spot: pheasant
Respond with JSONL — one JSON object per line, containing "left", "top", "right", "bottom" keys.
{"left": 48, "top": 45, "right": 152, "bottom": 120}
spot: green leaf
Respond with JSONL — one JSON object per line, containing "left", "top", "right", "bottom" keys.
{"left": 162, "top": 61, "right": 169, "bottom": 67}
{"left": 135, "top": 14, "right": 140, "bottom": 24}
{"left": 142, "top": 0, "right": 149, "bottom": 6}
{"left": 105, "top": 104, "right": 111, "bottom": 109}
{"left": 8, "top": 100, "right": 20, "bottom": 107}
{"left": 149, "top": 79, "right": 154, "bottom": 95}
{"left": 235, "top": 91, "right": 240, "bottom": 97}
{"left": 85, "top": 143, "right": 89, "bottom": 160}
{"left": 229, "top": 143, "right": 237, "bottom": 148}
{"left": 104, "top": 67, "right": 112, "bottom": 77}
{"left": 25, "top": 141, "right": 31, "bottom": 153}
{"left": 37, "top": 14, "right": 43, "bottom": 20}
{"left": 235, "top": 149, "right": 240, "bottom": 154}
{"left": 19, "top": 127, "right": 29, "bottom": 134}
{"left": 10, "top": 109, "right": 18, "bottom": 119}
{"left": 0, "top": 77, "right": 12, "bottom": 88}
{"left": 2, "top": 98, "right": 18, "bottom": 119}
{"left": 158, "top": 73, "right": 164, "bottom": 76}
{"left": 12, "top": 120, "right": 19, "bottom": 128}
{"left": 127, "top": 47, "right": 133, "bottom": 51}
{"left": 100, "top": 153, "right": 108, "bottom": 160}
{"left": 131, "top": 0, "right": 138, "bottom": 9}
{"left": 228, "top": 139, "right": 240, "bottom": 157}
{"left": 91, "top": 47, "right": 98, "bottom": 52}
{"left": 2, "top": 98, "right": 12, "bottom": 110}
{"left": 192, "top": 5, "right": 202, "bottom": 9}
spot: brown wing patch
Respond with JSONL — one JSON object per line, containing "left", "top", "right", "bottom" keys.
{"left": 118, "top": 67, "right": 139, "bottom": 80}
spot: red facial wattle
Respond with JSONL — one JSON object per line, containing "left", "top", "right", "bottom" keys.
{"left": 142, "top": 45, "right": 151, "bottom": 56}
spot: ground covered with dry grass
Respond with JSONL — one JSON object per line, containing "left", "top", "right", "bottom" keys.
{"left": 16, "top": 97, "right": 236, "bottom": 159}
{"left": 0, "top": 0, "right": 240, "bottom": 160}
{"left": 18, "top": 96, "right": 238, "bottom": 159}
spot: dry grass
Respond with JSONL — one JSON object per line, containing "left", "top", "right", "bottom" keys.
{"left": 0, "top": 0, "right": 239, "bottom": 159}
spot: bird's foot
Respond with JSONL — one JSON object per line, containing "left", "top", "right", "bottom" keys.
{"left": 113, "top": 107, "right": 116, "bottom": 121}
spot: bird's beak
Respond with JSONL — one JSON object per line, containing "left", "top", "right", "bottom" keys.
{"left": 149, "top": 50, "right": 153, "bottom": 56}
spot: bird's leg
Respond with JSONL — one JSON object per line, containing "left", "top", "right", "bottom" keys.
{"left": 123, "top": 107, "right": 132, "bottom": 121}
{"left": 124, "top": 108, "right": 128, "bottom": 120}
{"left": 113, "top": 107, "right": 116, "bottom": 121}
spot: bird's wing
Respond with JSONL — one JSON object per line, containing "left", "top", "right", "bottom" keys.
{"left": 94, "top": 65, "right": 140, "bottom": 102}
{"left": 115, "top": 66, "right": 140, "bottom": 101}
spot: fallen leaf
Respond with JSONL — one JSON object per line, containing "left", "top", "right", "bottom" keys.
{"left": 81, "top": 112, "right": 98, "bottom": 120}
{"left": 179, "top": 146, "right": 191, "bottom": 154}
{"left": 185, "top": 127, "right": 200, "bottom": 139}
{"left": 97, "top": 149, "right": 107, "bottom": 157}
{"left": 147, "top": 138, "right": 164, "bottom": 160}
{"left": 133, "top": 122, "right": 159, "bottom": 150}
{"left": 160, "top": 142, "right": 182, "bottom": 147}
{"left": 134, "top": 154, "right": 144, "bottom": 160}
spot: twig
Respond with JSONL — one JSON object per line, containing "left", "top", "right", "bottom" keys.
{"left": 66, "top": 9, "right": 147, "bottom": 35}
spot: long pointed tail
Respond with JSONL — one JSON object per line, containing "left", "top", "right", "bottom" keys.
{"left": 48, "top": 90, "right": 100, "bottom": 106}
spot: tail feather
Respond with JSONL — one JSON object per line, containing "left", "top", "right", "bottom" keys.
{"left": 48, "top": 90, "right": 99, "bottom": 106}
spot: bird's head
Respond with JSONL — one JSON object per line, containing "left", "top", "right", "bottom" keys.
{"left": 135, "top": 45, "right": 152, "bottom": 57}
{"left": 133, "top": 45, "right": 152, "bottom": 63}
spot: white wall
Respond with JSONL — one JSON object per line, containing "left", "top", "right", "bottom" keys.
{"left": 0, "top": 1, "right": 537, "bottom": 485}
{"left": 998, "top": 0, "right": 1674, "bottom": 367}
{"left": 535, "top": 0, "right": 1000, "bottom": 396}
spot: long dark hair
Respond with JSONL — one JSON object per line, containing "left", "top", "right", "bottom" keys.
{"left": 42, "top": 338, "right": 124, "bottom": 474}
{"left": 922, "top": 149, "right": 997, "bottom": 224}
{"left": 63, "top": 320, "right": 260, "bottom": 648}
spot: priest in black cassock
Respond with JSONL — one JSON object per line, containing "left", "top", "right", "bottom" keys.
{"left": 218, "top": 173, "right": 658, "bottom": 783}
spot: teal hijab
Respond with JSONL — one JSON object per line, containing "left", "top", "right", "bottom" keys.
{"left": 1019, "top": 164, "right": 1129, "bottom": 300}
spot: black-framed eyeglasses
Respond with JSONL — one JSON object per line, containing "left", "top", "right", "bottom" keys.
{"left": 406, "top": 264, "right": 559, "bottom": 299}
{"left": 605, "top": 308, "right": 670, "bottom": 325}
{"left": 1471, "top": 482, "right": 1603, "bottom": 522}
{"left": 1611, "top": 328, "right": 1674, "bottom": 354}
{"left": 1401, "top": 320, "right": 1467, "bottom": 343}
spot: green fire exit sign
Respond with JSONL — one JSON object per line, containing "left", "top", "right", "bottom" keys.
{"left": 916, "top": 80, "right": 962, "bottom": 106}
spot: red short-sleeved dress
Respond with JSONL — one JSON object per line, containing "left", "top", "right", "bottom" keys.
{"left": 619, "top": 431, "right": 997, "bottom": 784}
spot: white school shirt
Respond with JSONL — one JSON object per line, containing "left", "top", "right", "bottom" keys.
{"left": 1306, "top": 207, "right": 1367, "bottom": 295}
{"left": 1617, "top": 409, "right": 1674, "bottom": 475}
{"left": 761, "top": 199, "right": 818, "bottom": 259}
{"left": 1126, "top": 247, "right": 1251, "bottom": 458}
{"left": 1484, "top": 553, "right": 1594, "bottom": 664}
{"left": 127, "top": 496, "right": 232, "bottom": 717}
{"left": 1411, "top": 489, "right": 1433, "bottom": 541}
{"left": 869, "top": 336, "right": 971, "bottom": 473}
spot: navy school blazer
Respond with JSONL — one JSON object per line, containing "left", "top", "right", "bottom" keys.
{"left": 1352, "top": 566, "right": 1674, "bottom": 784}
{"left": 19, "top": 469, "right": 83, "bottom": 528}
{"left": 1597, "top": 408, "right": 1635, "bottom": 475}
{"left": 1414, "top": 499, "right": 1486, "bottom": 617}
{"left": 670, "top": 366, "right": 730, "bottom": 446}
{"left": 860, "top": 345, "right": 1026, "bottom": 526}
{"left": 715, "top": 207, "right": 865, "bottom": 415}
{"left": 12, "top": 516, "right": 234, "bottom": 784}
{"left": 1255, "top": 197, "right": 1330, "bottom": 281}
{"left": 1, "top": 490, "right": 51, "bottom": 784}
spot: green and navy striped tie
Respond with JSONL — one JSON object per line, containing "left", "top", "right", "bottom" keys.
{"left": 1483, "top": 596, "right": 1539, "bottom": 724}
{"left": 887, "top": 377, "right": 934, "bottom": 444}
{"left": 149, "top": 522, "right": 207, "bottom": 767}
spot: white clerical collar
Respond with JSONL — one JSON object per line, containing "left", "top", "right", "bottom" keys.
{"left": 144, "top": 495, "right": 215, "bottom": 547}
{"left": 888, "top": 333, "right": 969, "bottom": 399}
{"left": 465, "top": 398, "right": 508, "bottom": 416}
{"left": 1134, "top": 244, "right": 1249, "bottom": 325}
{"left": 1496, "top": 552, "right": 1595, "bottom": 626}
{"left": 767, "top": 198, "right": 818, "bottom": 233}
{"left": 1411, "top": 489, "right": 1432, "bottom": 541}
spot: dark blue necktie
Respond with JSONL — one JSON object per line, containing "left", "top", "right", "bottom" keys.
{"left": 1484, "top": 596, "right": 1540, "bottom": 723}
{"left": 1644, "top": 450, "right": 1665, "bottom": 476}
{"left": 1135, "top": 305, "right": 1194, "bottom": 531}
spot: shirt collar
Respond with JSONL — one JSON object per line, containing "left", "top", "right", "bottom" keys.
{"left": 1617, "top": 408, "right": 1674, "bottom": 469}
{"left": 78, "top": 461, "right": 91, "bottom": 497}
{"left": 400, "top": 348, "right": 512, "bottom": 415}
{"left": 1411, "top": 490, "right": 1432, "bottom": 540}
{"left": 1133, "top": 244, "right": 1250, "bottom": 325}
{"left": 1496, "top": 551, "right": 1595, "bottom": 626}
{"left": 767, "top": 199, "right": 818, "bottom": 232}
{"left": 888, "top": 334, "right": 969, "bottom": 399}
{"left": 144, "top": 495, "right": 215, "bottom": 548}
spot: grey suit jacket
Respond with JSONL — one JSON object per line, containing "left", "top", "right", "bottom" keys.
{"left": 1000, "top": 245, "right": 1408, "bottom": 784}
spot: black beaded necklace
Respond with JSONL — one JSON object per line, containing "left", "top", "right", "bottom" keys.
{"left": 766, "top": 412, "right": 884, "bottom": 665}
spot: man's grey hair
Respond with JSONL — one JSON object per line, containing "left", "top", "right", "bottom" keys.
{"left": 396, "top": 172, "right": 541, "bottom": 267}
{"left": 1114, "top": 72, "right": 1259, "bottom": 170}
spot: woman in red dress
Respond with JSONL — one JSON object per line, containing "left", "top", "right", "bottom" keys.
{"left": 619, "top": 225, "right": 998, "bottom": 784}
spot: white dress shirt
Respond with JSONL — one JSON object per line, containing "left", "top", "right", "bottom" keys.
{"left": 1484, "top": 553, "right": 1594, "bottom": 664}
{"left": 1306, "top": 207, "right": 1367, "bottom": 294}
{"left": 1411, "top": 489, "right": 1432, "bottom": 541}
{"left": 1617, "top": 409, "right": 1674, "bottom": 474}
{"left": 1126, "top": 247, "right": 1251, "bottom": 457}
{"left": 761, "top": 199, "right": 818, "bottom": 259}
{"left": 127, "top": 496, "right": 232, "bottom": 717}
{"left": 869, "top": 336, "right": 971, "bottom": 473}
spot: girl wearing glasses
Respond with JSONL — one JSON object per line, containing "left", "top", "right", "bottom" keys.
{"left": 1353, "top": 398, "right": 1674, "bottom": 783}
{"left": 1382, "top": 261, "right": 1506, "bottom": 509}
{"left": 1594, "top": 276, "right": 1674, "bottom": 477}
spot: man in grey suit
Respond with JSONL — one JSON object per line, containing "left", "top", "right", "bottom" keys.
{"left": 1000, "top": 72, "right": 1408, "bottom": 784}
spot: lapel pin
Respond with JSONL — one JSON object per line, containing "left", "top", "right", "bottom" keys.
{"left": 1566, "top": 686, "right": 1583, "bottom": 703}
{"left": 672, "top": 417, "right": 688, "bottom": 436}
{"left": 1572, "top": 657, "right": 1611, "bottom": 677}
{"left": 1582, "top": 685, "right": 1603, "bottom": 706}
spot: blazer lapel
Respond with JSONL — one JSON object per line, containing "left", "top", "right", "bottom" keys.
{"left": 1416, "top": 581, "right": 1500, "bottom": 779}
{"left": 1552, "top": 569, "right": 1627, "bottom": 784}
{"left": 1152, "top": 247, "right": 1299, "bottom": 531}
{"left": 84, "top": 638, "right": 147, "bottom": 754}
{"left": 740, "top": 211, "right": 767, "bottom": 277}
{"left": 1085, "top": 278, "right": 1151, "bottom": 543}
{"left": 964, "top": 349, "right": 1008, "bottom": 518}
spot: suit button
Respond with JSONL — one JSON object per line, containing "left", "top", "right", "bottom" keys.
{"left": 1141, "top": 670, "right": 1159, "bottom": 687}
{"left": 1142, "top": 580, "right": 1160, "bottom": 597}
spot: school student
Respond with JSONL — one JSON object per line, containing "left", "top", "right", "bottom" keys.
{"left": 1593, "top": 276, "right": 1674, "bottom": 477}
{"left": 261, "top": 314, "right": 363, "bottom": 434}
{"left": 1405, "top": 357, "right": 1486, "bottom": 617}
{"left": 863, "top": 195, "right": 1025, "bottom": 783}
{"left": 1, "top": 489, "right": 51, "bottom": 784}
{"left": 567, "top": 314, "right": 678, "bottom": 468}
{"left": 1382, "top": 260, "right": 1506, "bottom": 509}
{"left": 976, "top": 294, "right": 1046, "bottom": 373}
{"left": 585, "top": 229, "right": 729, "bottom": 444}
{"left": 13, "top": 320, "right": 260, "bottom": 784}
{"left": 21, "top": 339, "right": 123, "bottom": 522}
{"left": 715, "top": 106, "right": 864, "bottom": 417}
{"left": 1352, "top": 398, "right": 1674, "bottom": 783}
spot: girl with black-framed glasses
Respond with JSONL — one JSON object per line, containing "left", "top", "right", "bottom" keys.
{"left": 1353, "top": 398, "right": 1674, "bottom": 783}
-----
▶ REQUIRED WORK
Pull out all lines in the data above that include "suit".

▶ SOLUTION TO THIS PROBLEM
spot: grey suit jacket
spot: man in grey suit
spot: suit button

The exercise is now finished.